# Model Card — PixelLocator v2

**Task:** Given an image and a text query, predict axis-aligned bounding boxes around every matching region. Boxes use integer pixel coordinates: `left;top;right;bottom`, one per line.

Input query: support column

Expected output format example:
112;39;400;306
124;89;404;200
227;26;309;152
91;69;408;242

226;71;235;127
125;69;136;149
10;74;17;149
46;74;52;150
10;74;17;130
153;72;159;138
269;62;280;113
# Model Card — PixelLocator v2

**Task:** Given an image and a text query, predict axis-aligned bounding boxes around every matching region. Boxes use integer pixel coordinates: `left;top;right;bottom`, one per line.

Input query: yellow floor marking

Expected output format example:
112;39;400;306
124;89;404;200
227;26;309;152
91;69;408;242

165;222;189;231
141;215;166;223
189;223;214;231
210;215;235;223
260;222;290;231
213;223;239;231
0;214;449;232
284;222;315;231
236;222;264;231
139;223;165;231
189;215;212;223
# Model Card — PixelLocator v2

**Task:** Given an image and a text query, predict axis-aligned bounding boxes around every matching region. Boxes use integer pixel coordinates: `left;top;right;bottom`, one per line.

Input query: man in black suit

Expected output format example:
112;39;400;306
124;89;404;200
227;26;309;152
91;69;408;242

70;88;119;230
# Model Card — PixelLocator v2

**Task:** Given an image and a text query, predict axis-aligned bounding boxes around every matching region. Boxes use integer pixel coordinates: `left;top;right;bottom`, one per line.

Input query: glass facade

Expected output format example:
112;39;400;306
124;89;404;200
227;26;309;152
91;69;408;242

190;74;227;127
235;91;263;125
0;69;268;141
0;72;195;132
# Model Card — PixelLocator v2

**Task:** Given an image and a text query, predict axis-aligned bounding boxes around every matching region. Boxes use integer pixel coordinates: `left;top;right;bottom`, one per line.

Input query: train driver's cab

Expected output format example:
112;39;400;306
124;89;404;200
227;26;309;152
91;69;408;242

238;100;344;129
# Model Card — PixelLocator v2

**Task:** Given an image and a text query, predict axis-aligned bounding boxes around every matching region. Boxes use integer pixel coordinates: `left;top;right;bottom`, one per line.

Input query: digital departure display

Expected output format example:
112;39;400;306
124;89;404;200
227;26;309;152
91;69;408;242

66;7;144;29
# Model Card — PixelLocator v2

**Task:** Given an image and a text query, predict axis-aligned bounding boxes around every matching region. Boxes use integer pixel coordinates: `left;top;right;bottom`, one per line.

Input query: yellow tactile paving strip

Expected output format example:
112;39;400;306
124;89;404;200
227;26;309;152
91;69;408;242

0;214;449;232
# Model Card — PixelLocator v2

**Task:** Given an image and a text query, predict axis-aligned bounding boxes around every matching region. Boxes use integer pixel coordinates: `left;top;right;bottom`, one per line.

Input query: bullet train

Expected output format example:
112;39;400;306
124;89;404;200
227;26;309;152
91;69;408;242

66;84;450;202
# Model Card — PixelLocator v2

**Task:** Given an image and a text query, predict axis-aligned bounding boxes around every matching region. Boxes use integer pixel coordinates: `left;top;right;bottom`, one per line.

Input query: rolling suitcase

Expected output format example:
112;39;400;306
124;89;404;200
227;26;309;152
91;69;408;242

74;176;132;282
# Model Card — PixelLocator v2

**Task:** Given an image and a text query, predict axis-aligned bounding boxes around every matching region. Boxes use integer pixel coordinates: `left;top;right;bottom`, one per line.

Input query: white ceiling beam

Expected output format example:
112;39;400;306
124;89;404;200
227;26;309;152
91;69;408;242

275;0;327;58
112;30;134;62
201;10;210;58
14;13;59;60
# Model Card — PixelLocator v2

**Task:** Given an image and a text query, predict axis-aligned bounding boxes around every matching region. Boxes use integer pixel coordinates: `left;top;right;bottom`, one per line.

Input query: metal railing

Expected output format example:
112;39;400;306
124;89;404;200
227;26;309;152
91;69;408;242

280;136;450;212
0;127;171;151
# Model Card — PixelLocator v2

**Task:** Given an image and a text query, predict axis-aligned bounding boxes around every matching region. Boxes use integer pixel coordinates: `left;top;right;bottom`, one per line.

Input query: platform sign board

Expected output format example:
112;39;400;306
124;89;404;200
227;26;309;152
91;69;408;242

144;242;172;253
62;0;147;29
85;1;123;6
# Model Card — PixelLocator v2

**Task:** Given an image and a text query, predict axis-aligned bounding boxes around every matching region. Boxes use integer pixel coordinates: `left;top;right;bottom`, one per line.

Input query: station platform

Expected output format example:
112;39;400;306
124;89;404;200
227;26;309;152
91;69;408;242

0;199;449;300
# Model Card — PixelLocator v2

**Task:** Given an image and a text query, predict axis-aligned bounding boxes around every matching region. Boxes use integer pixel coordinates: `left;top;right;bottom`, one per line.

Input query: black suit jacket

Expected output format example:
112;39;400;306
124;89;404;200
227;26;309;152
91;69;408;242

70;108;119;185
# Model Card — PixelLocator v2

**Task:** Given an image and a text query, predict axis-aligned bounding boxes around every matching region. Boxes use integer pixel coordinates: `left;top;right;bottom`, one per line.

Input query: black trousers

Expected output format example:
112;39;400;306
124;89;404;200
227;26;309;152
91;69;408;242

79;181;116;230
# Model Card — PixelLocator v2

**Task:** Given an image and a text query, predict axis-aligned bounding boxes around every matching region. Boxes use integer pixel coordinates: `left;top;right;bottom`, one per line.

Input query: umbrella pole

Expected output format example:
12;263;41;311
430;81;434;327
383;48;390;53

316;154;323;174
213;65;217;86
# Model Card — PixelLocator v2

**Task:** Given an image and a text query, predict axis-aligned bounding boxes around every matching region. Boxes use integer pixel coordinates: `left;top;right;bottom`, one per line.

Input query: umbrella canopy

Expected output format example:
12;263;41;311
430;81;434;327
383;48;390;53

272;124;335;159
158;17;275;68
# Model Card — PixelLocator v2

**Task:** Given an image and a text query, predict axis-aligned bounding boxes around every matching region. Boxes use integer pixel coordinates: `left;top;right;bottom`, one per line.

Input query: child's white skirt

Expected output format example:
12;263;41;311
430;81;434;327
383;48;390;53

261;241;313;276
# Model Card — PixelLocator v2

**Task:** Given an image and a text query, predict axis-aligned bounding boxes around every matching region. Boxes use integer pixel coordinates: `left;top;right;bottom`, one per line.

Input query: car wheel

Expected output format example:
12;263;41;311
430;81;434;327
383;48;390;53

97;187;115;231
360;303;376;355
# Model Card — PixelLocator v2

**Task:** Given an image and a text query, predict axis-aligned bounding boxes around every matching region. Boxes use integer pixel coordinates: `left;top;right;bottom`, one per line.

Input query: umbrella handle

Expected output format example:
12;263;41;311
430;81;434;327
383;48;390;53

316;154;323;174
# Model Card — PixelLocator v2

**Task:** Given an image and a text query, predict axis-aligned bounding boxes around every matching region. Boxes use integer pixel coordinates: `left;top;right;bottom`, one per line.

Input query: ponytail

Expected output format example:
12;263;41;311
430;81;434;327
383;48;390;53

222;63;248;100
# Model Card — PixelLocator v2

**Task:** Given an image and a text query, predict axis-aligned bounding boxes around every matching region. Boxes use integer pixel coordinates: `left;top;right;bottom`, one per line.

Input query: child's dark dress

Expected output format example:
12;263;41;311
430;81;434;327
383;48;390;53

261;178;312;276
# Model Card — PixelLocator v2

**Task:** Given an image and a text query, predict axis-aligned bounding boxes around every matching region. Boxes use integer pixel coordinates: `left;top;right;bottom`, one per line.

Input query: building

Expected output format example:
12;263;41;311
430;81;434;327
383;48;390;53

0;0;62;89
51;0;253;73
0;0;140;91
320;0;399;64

▶ **Exercise brief**
Show all lines from the data above in which the word "umbrella" appears.

▶ **Written answer**
Input query: umbrella pole
Input query: umbrella canopy
Input query: umbrella handle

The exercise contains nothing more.